*COMPITO 1*. Nel testo sul duca d'Auge e Cidrolin, in quale anno si svolgono le vicende di Cidrolin?
*COMPITO 2*. Restituisci il passo del testo sul duca d'Auge e Cidrolin che parte da "Il duca d’Auge sogna" e termina con "è solo d’acqua.".

*ARTICOLO*.
════════════════════

Buttate bussole e orologi, ché in questo viaggio non servono. Prendete invece una medaglia e osservatene le facce.


Il duca d’Auge sogna d’essere Cidrolin che sonnecchia nel barcone ormeggiato sulla Senna.

Cidrolin sogna d’essere il duca d’Auge.

Le vicende del duca si compiono con salti temporali di 175 anni, partendo dal 1264. Quelle di Cidrolin si svolgono nell’anno 1964.

Il duca e Cidrolin non potrebbero essere più diversi. L’uno feroce, senza scrupoli, sanguinario, l’altro sempre un po’ annebbiato, imbevuto di ”pernod” (essenza di finocchio); ridipinge lo steccato che qualcuno di notte riempie di scritte infamanti e poi si occupa della sua attività preferita: dormire. Sognare. Sulla sua chiatta, il suo barcone, la sua Arca.

Per conoscere le vicende del duca si deve attendere che Cidrolin s’addormenti, per seguire il sonnacchioso Cidrolin s’aspetterà che dorma il duca.  

S’incontreranno. Nel 1964. Sull’Arca.

Il diluvio non è solo d’acqua.

════════════════════

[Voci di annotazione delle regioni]
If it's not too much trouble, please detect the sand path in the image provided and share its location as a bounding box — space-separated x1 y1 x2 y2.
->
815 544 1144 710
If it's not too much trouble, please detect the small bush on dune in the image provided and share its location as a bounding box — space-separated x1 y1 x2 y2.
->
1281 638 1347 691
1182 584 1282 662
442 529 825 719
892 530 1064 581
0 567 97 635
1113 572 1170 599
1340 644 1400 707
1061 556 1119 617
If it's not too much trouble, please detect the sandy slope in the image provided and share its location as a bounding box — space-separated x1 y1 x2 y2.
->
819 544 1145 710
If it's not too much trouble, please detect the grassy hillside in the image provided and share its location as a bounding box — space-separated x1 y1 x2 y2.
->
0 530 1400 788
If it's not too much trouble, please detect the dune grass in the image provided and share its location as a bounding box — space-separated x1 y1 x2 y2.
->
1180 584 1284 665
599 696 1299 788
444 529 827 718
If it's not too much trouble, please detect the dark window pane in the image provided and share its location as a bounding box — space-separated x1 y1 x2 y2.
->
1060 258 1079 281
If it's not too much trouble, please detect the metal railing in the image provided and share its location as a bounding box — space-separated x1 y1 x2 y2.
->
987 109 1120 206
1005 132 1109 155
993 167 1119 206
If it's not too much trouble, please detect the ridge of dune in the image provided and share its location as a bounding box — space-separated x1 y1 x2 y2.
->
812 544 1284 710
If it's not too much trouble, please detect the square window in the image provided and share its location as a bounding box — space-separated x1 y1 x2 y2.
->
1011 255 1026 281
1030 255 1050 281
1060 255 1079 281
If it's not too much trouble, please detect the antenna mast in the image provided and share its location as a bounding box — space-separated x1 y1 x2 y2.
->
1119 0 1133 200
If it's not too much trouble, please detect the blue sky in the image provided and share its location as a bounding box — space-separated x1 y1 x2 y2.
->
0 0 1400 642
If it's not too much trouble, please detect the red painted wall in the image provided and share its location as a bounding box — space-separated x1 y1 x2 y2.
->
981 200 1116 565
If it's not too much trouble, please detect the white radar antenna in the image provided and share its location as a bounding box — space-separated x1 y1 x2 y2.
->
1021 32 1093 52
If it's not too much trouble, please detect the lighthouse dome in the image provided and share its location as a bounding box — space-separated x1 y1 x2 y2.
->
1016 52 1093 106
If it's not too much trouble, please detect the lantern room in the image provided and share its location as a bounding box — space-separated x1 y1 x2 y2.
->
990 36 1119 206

════════════════════

*RISPOSTA COMPLETA 1*. Nel 1964.

*RISPOSTA COMPLETA 2*.
Il duca d’Auge sogna d’essere Cidrolin che sonnecchia nel barcone ormeggiato sulla Senna.

Cidrolin sogna d’essere il duca d’Auge.

Le vicende del duca si compiono con salti temporali di 175 anni, partendo dal 1264. Quelle di Cidrolin si svolgono nell’anno 1964.

Il duca e Cidrolin non potrebbero essere più diversi. L’uno feroce, senza scrupoli, sanguinario, l’altro sempre un po’ annebbiato, imbevuto di ”pernod” (essenza di finocchio); ridipinge lo steccato che qualcuno di notte riempie di scritte infamanti e poi si occupa della sua attività preferita: dormire. Sognare. Sulla sua chiatta, il suo barcone, la sua Arca.

Per conoscere le vicende del duca si deve attendere che Cidrolin s’addormenti, per seguire il sonnacchioso Cidrolin s’aspetterà che dorma il duca.  

S’incontreranno. Nel 1964. Sull’Arca.

Il diluvio non è solo d’acqua.